**RECORDS SUPPLIED**
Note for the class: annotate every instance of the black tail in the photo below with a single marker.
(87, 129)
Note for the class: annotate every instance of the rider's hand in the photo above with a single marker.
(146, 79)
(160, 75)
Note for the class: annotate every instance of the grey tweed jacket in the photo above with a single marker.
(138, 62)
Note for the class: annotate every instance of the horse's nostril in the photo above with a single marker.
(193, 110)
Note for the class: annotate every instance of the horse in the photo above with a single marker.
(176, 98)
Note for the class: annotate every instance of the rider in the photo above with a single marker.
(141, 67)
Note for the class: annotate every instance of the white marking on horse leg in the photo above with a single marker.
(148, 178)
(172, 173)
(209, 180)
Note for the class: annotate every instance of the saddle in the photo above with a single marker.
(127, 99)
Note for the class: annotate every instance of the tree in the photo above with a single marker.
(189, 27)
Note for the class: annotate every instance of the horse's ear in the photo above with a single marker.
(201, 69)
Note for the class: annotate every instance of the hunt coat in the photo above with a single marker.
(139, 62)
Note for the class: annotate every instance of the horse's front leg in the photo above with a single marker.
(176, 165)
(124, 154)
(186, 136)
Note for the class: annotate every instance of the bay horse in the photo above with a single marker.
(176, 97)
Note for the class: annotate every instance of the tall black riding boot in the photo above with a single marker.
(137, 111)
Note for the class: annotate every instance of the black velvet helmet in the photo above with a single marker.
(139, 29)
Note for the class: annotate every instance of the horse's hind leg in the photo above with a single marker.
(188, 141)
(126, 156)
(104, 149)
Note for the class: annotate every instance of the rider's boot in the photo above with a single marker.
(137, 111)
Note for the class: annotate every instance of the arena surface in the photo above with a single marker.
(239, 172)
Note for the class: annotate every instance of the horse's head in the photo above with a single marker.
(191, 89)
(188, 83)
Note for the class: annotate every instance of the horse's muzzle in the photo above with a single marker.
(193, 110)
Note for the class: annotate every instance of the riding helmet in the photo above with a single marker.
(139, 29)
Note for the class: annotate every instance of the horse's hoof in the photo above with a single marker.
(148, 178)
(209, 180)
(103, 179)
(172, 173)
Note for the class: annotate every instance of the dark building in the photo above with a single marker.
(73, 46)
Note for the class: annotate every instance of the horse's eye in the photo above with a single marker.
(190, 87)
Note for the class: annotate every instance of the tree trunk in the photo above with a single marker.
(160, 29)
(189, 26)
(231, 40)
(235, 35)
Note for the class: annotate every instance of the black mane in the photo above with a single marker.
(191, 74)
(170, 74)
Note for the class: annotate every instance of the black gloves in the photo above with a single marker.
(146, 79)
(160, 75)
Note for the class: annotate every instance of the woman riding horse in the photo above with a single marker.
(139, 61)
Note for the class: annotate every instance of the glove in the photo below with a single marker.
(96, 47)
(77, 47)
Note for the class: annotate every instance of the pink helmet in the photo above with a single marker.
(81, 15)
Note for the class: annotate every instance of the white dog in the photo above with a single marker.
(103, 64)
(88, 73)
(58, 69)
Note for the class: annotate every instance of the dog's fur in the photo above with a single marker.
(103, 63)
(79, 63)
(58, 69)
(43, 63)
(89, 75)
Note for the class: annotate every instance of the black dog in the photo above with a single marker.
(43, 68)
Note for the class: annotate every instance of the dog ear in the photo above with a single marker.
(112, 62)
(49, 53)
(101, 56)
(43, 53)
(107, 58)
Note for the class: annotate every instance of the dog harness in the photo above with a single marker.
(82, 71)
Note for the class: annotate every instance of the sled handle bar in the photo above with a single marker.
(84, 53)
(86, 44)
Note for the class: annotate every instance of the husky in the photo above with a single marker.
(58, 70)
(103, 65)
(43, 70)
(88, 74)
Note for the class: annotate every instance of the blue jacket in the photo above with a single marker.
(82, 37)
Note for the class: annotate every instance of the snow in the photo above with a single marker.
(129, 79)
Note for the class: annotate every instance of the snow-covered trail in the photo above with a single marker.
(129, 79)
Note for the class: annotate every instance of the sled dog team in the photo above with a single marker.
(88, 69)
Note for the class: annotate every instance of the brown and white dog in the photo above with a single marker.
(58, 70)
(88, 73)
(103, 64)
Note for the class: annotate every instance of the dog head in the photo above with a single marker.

--

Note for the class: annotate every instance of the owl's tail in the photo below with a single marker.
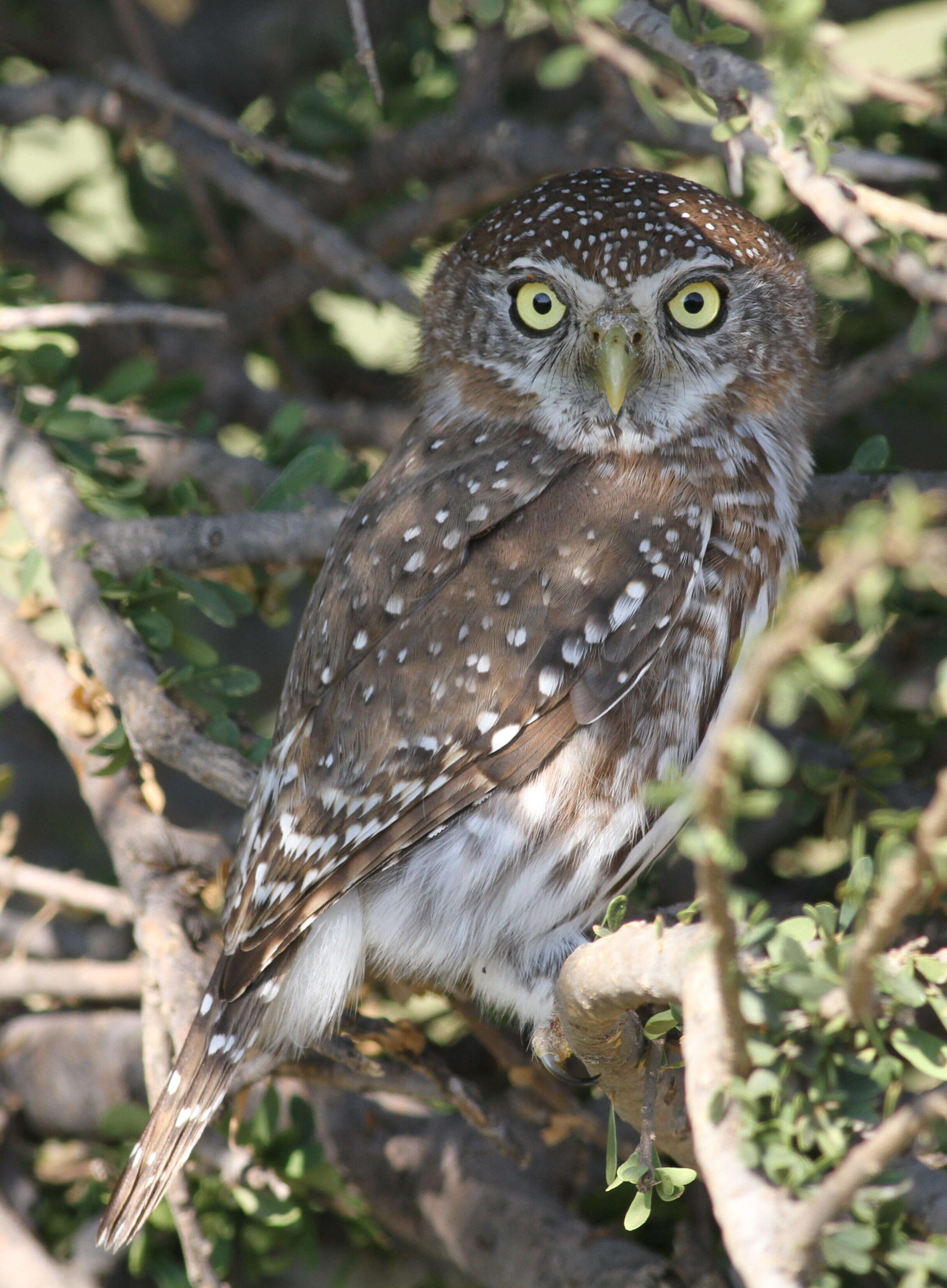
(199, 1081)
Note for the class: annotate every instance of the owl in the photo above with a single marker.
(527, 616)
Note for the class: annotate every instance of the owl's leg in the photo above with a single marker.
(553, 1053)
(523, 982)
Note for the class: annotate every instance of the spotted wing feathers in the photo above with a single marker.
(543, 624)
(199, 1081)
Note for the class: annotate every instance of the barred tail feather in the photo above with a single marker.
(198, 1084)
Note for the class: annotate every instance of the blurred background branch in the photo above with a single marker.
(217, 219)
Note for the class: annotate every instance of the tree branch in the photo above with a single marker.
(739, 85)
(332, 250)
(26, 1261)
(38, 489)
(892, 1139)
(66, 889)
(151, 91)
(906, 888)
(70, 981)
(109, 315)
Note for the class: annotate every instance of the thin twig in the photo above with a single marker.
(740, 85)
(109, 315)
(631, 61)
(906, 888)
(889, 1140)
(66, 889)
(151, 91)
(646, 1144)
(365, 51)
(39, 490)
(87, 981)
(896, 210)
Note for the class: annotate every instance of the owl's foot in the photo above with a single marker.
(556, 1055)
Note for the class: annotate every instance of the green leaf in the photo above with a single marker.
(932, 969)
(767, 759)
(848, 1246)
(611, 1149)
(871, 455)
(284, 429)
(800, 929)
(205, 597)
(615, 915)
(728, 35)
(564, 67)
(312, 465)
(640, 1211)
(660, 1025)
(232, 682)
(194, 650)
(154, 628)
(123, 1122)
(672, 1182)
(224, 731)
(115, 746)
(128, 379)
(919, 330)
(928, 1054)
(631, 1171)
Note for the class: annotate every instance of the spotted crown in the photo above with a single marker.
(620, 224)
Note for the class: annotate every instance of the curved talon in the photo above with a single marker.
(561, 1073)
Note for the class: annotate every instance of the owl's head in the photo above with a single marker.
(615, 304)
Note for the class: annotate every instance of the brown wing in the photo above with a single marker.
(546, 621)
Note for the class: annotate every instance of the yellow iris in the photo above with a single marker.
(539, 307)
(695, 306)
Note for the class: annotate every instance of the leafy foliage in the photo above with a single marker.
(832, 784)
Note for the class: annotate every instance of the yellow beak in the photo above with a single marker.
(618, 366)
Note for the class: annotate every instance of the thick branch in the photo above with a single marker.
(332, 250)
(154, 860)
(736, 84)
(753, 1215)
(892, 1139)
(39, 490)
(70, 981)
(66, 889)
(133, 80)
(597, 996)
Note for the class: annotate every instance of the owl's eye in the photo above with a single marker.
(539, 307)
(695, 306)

**YOUR TASK**
Gather every line from the listing above that contains the string "white". Case matters.

**RESULT OF THIS EXERCISE**
Note for the class: annotate every instance of the white marking on horse leg in the photo above with a single marker.
Note for the class: annotate every instance of the white dog in the photo above with a single marker.
Note for the class: annotate every instance of the brown and white dog in the photo above with a single marker.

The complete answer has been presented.